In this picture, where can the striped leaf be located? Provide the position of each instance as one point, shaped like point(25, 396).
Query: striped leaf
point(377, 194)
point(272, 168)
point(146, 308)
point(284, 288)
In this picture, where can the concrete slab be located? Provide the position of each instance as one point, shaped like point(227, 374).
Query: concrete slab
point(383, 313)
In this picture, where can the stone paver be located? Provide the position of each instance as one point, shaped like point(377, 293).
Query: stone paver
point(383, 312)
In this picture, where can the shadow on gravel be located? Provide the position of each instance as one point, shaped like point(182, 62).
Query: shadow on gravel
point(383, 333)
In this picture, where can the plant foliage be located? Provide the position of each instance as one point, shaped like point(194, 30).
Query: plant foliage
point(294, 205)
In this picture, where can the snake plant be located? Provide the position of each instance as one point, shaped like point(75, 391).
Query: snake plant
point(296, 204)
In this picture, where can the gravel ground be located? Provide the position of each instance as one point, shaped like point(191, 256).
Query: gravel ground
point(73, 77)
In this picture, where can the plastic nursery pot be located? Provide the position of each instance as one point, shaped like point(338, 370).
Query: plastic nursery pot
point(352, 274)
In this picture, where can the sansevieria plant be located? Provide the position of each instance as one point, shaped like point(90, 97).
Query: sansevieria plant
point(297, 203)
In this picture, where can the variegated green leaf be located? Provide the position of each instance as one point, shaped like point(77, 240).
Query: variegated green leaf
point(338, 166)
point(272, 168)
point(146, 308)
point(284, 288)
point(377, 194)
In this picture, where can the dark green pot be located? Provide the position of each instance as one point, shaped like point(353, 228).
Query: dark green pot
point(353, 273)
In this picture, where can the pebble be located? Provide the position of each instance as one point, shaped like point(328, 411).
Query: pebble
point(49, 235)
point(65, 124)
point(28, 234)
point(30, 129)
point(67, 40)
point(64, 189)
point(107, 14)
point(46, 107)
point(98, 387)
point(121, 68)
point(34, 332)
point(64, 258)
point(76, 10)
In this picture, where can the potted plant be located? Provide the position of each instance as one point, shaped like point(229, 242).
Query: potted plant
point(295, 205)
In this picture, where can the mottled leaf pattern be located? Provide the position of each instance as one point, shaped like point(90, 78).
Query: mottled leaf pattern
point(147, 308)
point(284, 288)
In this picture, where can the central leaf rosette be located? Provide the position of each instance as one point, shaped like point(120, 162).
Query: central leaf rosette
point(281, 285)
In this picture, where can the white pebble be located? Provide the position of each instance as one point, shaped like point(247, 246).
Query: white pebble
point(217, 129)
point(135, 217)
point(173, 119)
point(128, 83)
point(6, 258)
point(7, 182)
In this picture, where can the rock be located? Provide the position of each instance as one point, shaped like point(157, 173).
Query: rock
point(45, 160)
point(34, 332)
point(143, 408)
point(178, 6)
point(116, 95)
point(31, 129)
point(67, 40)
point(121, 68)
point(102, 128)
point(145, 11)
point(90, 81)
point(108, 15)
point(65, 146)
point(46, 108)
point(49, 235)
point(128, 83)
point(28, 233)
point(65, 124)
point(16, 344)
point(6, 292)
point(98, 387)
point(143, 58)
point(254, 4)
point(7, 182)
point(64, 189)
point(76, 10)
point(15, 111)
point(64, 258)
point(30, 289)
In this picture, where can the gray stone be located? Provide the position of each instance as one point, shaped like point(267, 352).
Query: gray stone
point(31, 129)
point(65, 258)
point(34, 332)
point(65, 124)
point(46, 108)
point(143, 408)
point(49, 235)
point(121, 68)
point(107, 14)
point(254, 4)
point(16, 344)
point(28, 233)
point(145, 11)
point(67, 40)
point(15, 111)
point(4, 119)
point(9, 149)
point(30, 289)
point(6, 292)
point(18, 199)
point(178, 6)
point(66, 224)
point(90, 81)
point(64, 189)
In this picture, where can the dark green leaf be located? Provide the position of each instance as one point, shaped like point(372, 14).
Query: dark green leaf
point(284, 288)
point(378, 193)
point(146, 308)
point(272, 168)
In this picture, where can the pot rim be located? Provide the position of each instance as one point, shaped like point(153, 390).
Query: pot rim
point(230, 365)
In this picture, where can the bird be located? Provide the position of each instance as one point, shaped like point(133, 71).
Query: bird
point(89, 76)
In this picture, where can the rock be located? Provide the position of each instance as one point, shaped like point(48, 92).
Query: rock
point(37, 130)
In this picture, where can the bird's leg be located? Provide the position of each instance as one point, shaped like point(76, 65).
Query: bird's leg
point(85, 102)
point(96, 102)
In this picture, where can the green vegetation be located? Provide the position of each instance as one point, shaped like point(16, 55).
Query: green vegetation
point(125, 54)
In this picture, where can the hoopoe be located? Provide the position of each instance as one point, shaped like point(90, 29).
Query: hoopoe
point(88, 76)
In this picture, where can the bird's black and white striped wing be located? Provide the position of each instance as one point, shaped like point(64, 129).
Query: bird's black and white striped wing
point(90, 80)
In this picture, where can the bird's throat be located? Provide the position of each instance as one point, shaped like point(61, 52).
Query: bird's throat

## WHAT IS BEING ASKED:
Render the lines from the line containing "In this picture, where can the gravel" to the line containing "point(297, 203)", both included, as a Markdown table with columns No. and Line, numbering the rows and leaving out blank lines.

## TASK RESPONSE:
| No. | Line |
|---|---|
| 1 | In this picture, where can the gravel ground be located? Provide the position of each instance as one point, shaped like point(191, 256). |
| 2 | Query: gravel ground |
| 3 | point(73, 77) |
| 4 | In this picture, where can the plastic nursery pot be located? Provide the position of each instance as one point, shaped like point(338, 370). |
| 5 | Query: plastic nursery pot |
| 6 | point(352, 274) |
| 7 | In this picture, where can the sansevieria plant be located? Provide the position of each instance as one point, shaped like point(90, 97). |
| 8 | Query: sansevieria plant |
| 9 | point(297, 203) |